• **DESKRIPSI TUGAS**: Tolong sebutkan pangkat yang diberikan kepada John Lie setelah ia membersihkan ranjau di Cilacap, sesuai teks tentang John Lie.

Laksamana Muda TNI (Purn) John Lie atau yang lebih dikenal sebagai Jahja Daniel Dharma lahir di Manado, Sulawesi Utara, 9 Maret 1911. Ia  meninggal di Jakarta, 27 Agustus 1988 pada umur 77 tahun. Ia adalah salah seorang perwira tinggi di Tentara Nasional Indonesia Angkatan Laut dari etnis Tionghoa dan Pahlawan Nasional Indonesia.

John Lie lahir dari pasangan suami isteri Lie Kae Tae dan Oei Tjeng Nie Nio. Awalnya ia bekerja sebagai mualim kapal pelayaran niaga milik Belanda KPM lalu bergabung dengan Kesatuan Rakyat Indonesia Sulawesi (KRIS) sebelum akhirnya diterima di Angkatan Laut RI. Semula ia bertugas di Cilacap dengan pangkat Kapten. Di pelabuhan ini selama beberapa bulan ia berhasil membersihkan ranjau yang ditanam Jepang untuk menghadapi pasukan Sekutu. Atas jasanya, pangkatnya dinaikkan menjadi Mayor.

• **ENTRI DATA**:
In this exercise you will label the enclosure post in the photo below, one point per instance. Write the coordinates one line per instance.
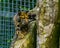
(47, 36)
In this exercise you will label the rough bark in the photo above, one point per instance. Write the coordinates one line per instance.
(46, 11)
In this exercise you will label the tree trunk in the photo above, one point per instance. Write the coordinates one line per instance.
(47, 36)
(47, 27)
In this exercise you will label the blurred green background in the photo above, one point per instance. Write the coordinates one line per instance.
(8, 8)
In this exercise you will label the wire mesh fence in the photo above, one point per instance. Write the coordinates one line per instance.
(8, 8)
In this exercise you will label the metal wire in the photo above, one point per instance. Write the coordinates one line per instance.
(8, 8)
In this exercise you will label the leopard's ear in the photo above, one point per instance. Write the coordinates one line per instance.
(19, 13)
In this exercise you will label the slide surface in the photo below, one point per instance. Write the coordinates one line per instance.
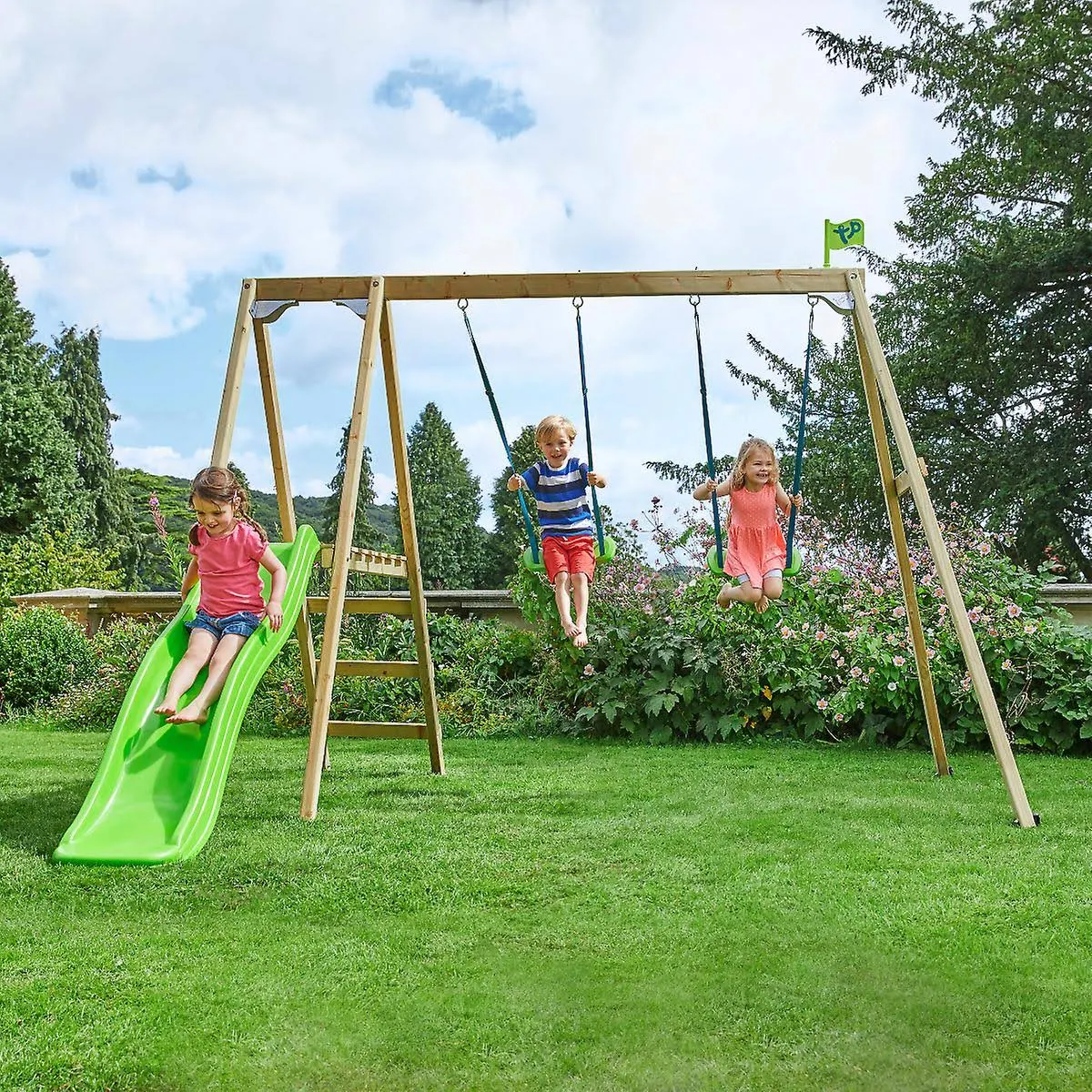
(158, 786)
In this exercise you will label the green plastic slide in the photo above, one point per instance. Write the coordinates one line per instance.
(158, 786)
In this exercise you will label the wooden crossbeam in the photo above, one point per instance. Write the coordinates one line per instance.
(378, 730)
(379, 669)
(375, 562)
(318, 604)
(561, 285)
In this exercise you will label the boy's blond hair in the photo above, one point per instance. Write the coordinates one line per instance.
(555, 423)
(749, 447)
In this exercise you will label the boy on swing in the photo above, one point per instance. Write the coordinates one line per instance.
(560, 485)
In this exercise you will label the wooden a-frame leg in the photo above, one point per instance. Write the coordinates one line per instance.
(339, 573)
(902, 554)
(418, 605)
(956, 609)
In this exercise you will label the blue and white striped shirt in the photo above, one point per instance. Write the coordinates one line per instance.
(561, 496)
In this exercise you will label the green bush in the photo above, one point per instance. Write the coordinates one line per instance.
(118, 649)
(49, 561)
(42, 654)
(831, 660)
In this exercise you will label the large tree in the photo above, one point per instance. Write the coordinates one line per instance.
(37, 458)
(447, 501)
(364, 533)
(86, 418)
(988, 323)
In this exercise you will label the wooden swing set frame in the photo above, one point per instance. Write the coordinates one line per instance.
(261, 303)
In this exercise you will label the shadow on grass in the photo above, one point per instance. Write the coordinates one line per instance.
(36, 823)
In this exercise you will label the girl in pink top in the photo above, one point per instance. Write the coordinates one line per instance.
(228, 545)
(754, 551)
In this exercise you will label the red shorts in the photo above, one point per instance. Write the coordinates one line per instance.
(569, 554)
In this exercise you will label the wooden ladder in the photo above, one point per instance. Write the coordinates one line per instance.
(343, 558)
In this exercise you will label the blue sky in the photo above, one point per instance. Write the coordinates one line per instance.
(157, 154)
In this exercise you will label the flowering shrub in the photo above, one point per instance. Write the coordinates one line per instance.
(833, 659)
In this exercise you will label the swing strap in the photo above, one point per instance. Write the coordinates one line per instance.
(578, 303)
(463, 305)
(694, 300)
(798, 472)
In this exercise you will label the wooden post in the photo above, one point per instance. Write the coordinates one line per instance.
(983, 691)
(902, 554)
(410, 540)
(233, 380)
(283, 486)
(339, 573)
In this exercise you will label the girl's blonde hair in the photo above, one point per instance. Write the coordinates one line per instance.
(555, 423)
(218, 486)
(748, 448)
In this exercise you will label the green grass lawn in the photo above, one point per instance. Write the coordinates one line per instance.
(558, 915)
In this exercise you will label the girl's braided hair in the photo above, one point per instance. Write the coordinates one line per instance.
(219, 486)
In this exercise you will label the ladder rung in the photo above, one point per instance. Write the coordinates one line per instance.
(378, 730)
(318, 604)
(379, 669)
(371, 561)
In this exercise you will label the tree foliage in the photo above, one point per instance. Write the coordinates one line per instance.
(37, 458)
(86, 418)
(988, 323)
(447, 500)
(364, 533)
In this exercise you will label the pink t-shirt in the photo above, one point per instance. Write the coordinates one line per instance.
(228, 571)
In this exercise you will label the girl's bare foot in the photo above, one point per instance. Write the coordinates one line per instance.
(189, 715)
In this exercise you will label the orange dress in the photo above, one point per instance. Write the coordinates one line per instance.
(756, 544)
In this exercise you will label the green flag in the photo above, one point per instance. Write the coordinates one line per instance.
(850, 233)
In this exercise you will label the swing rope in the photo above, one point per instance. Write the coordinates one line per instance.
(578, 303)
(463, 305)
(798, 472)
(710, 462)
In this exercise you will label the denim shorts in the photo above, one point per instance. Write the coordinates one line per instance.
(241, 625)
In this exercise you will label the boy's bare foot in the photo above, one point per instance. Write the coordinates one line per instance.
(189, 715)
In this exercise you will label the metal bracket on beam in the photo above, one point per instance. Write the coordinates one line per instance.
(359, 307)
(270, 310)
(902, 479)
(813, 299)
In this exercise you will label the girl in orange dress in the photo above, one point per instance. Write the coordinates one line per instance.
(754, 551)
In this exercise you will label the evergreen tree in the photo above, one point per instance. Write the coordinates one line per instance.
(364, 532)
(86, 418)
(988, 328)
(509, 538)
(447, 503)
(37, 459)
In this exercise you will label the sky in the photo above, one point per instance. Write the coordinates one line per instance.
(153, 156)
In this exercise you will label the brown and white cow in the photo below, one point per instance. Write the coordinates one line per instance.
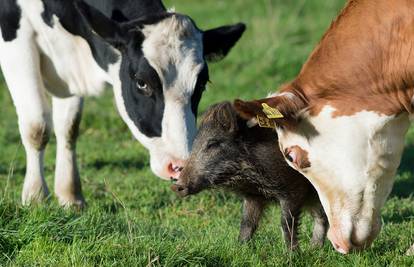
(347, 112)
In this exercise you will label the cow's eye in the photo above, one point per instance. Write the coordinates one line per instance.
(144, 88)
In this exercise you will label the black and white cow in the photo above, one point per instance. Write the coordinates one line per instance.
(154, 59)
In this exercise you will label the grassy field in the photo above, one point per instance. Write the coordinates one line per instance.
(133, 219)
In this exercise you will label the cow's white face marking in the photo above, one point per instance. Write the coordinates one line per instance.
(173, 48)
(353, 162)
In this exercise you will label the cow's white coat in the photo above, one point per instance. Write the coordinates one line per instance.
(43, 59)
(353, 161)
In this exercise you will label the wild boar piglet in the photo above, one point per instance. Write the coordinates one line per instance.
(228, 154)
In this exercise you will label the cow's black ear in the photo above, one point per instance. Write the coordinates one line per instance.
(218, 42)
(103, 26)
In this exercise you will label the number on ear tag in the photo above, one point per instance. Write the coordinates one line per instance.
(265, 122)
(271, 113)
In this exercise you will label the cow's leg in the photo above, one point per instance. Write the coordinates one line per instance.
(410, 251)
(20, 65)
(290, 222)
(252, 212)
(66, 118)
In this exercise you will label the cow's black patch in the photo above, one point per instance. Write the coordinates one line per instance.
(127, 9)
(72, 21)
(10, 15)
(146, 111)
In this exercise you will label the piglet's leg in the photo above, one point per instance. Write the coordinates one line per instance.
(320, 226)
(252, 212)
(290, 222)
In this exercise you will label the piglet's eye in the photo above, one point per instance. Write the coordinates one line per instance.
(213, 144)
(289, 155)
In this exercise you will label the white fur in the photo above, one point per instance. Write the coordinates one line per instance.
(354, 156)
(178, 70)
(43, 59)
(20, 64)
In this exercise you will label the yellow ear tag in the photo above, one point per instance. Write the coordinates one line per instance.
(271, 113)
(265, 122)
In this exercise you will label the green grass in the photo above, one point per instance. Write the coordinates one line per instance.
(133, 219)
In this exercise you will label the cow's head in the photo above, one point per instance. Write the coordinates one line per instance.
(160, 78)
(350, 159)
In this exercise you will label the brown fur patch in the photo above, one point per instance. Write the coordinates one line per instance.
(365, 61)
(39, 136)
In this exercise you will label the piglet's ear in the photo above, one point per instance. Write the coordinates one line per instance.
(219, 41)
(103, 26)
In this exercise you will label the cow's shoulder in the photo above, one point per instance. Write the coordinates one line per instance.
(10, 15)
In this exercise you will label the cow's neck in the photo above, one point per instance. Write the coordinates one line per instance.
(363, 62)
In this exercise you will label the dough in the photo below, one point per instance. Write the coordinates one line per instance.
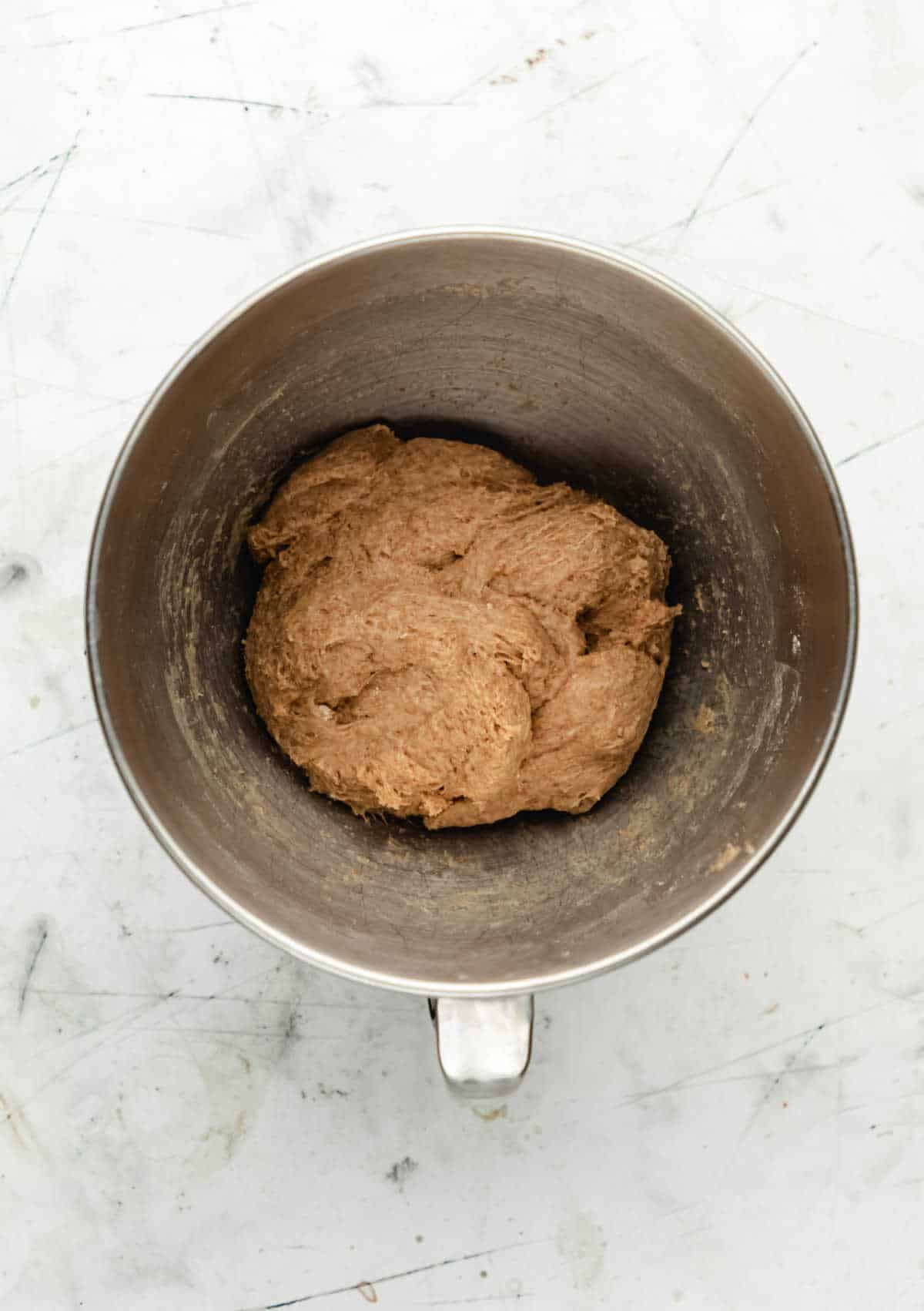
(437, 635)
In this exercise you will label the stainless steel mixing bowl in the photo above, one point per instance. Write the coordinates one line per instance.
(586, 367)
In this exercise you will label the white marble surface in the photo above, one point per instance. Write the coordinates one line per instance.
(192, 1122)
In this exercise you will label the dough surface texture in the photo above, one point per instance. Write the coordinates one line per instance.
(438, 635)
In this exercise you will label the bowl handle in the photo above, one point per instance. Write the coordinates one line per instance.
(484, 1044)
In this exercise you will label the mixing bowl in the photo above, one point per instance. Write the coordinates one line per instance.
(586, 367)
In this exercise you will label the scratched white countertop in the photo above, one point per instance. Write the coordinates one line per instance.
(190, 1122)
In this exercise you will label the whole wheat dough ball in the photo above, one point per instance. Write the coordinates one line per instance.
(437, 635)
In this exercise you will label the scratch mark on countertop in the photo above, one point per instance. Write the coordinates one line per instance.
(589, 89)
(391, 1279)
(24, 252)
(801, 306)
(787, 1068)
(39, 939)
(739, 136)
(134, 26)
(52, 737)
(223, 100)
(875, 446)
(37, 172)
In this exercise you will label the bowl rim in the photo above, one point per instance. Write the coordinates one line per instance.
(434, 986)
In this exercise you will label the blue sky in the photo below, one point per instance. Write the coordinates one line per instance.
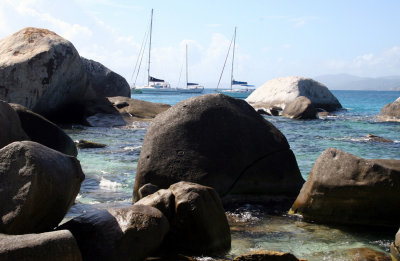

• **JAWABAN LATIHAN**: Pangkatnya dinaikkan menjadi Mayor.